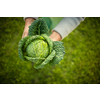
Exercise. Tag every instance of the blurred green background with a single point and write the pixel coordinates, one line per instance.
(81, 63)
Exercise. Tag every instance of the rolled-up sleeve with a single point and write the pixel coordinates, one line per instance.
(67, 25)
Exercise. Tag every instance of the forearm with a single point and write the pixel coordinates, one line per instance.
(28, 22)
(55, 36)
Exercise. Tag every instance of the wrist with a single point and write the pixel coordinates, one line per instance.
(55, 36)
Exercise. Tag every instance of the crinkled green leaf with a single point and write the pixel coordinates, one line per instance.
(46, 61)
(31, 39)
(38, 27)
(20, 47)
(59, 49)
(36, 60)
(49, 41)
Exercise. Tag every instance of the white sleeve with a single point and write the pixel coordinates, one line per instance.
(67, 25)
(31, 17)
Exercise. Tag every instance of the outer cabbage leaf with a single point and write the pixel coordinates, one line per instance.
(21, 45)
(38, 27)
(59, 49)
(46, 61)
(49, 41)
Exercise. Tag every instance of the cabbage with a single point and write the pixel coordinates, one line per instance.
(37, 47)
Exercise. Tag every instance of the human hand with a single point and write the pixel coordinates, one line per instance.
(55, 36)
(28, 22)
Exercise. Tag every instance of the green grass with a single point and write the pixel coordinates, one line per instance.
(81, 63)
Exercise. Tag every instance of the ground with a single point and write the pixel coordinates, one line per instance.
(81, 63)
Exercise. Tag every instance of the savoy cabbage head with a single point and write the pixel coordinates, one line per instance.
(37, 47)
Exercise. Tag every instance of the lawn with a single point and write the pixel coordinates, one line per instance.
(81, 63)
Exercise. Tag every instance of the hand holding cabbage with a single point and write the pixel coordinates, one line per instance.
(37, 47)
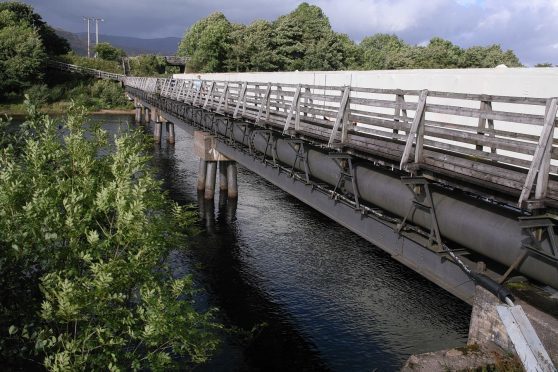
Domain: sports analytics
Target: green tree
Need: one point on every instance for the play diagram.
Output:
(439, 53)
(301, 31)
(86, 235)
(53, 44)
(384, 52)
(237, 56)
(260, 46)
(488, 57)
(207, 43)
(21, 54)
(330, 53)
(108, 52)
(147, 65)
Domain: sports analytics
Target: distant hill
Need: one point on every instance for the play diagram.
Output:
(131, 45)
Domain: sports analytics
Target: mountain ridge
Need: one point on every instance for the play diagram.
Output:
(131, 45)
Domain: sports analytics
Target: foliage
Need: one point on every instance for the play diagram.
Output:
(53, 44)
(108, 52)
(304, 40)
(21, 53)
(207, 43)
(147, 65)
(86, 233)
(94, 63)
(545, 64)
(489, 57)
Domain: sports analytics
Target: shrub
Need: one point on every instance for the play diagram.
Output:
(86, 233)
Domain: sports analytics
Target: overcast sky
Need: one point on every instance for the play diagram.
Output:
(529, 27)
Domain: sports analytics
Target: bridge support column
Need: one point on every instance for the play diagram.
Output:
(210, 159)
(154, 115)
(138, 114)
(201, 175)
(210, 176)
(146, 115)
(232, 186)
(223, 184)
(157, 130)
(170, 133)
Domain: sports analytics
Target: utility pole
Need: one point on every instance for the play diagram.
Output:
(97, 33)
(88, 38)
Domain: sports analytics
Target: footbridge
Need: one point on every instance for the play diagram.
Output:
(455, 186)
(460, 187)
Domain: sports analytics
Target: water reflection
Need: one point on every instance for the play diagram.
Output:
(327, 298)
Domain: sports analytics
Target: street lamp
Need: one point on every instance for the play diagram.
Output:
(88, 39)
(97, 33)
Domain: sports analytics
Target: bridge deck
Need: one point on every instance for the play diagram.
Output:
(504, 144)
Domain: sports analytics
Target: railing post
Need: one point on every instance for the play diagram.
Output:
(294, 106)
(265, 102)
(540, 165)
(209, 94)
(224, 97)
(241, 98)
(400, 109)
(417, 130)
(341, 118)
(484, 123)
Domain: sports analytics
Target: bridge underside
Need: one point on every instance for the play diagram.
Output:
(412, 248)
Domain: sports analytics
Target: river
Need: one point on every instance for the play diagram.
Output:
(318, 296)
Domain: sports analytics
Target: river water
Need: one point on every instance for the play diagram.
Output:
(316, 296)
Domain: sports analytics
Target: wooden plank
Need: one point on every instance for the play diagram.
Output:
(294, 106)
(417, 121)
(547, 131)
(494, 115)
(209, 94)
(265, 102)
(492, 98)
(527, 344)
(386, 91)
(222, 98)
(542, 177)
(340, 115)
(241, 97)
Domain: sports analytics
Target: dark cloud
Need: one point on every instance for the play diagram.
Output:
(527, 27)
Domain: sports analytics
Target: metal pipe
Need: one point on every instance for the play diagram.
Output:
(486, 229)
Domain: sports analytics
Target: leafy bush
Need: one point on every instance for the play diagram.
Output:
(97, 64)
(109, 53)
(38, 93)
(86, 233)
(109, 93)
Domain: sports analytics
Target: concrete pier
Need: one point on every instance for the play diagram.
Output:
(157, 128)
(204, 147)
(138, 114)
(170, 133)
(223, 184)
(146, 115)
(232, 184)
(201, 175)
(211, 173)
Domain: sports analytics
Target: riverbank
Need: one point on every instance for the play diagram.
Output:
(58, 108)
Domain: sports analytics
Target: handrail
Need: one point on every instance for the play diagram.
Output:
(486, 139)
(85, 70)
(494, 141)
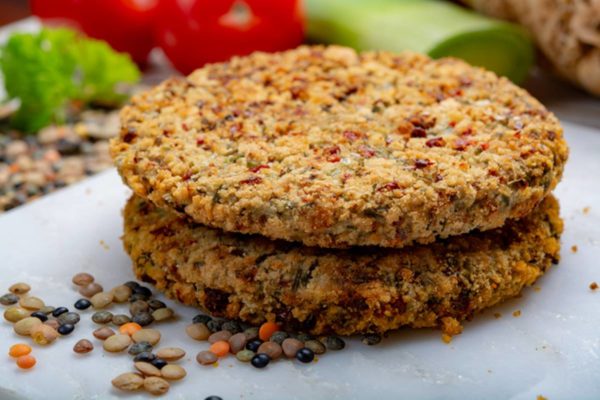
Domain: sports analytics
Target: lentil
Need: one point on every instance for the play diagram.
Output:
(26, 362)
(146, 368)
(170, 353)
(82, 279)
(26, 325)
(141, 347)
(237, 342)
(103, 333)
(19, 349)
(272, 349)
(31, 303)
(245, 355)
(66, 329)
(102, 317)
(83, 346)
(151, 336)
(155, 385)
(128, 381)
(173, 372)
(15, 314)
(82, 304)
(90, 290)
(260, 360)
(116, 343)
(9, 299)
(206, 358)
(120, 319)
(101, 300)
(198, 331)
(291, 346)
(19, 288)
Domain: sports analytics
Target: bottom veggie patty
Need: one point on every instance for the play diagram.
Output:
(357, 290)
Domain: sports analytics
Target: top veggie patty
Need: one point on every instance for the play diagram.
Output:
(332, 148)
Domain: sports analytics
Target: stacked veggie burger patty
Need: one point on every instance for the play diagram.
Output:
(336, 192)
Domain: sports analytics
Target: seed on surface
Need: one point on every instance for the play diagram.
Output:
(26, 362)
(102, 317)
(206, 358)
(101, 300)
(170, 353)
(39, 315)
(66, 329)
(121, 293)
(146, 368)
(69, 318)
(19, 349)
(120, 319)
(316, 346)
(82, 279)
(117, 343)
(58, 311)
(82, 304)
(198, 331)
(253, 345)
(260, 360)
(26, 325)
(130, 328)
(266, 330)
(237, 342)
(9, 299)
(43, 334)
(305, 355)
(151, 336)
(144, 318)
(173, 372)
(31, 303)
(90, 290)
(128, 381)
(155, 385)
(103, 333)
(279, 336)
(272, 349)
(245, 355)
(19, 288)
(291, 346)
(219, 336)
(162, 314)
(141, 347)
(15, 314)
(83, 346)
(334, 343)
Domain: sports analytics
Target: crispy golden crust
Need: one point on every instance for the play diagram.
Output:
(334, 149)
(316, 290)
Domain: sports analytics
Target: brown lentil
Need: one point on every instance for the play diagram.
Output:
(83, 346)
(26, 325)
(198, 331)
(173, 372)
(128, 381)
(156, 386)
(103, 333)
(206, 358)
(90, 290)
(272, 349)
(170, 353)
(290, 347)
(147, 369)
(19, 288)
(151, 336)
(82, 279)
(31, 303)
(116, 343)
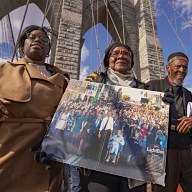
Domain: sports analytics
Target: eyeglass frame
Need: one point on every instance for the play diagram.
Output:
(120, 52)
(39, 37)
(177, 67)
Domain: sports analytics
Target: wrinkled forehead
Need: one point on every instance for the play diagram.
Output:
(179, 62)
(120, 48)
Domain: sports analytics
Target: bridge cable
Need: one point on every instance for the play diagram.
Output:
(24, 16)
(155, 38)
(113, 21)
(96, 35)
(175, 32)
(122, 18)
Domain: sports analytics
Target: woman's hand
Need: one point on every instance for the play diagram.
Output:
(3, 110)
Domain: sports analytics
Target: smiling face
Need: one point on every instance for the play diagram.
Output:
(35, 49)
(177, 70)
(119, 60)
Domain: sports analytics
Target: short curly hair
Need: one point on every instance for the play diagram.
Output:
(23, 36)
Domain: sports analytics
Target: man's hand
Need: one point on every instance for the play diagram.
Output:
(42, 157)
(168, 97)
(185, 124)
(3, 110)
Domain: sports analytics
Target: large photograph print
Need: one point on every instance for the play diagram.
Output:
(112, 129)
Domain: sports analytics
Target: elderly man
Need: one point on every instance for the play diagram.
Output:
(179, 156)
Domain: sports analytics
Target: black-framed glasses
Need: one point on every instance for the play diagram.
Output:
(43, 39)
(124, 53)
(185, 67)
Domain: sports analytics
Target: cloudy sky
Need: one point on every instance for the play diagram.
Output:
(174, 24)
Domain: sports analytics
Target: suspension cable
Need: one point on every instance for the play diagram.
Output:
(26, 9)
(155, 38)
(11, 29)
(46, 11)
(96, 35)
(113, 22)
(122, 18)
(175, 31)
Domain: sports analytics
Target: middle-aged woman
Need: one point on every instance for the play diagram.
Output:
(118, 62)
(30, 93)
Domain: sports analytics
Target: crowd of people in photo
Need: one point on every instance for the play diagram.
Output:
(131, 128)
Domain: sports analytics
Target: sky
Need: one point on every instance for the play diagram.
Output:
(174, 26)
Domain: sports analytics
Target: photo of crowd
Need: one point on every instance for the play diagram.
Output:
(110, 129)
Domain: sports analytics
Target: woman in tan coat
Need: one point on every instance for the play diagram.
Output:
(30, 91)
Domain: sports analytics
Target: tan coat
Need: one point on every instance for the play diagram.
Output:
(34, 99)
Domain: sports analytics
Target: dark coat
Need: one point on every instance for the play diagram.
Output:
(175, 140)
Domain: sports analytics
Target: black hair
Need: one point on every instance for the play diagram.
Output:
(112, 47)
(29, 29)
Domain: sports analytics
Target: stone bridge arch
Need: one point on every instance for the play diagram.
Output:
(140, 33)
(75, 18)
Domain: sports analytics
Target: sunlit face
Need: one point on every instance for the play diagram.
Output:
(120, 60)
(35, 48)
(177, 70)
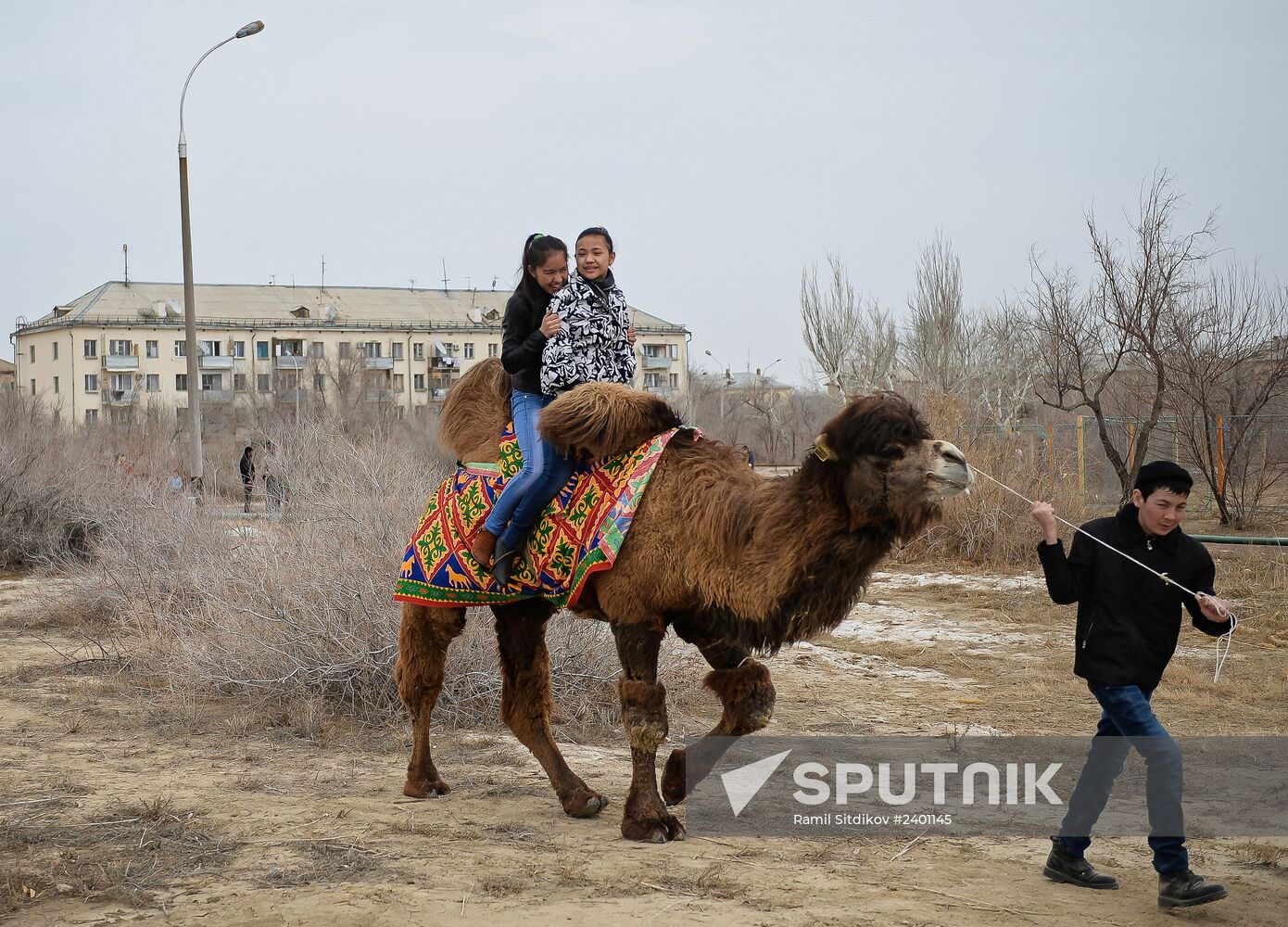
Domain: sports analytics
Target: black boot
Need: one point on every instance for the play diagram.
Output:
(502, 564)
(1185, 890)
(1073, 870)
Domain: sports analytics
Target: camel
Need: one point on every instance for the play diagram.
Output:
(750, 565)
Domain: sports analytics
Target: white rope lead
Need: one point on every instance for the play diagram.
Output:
(1228, 637)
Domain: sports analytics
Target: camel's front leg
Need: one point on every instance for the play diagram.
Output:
(747, 696)
(423, 641)
(644, 718)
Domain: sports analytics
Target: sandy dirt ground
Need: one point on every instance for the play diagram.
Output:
(115, 808)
-.-.-
#### EXERCISE DIRECTIONS
Take every line from the records above that has the word "crowd" and copy it.

#### TASK OUTPUT
Target: crowd of people in photo
Target: photo of crowd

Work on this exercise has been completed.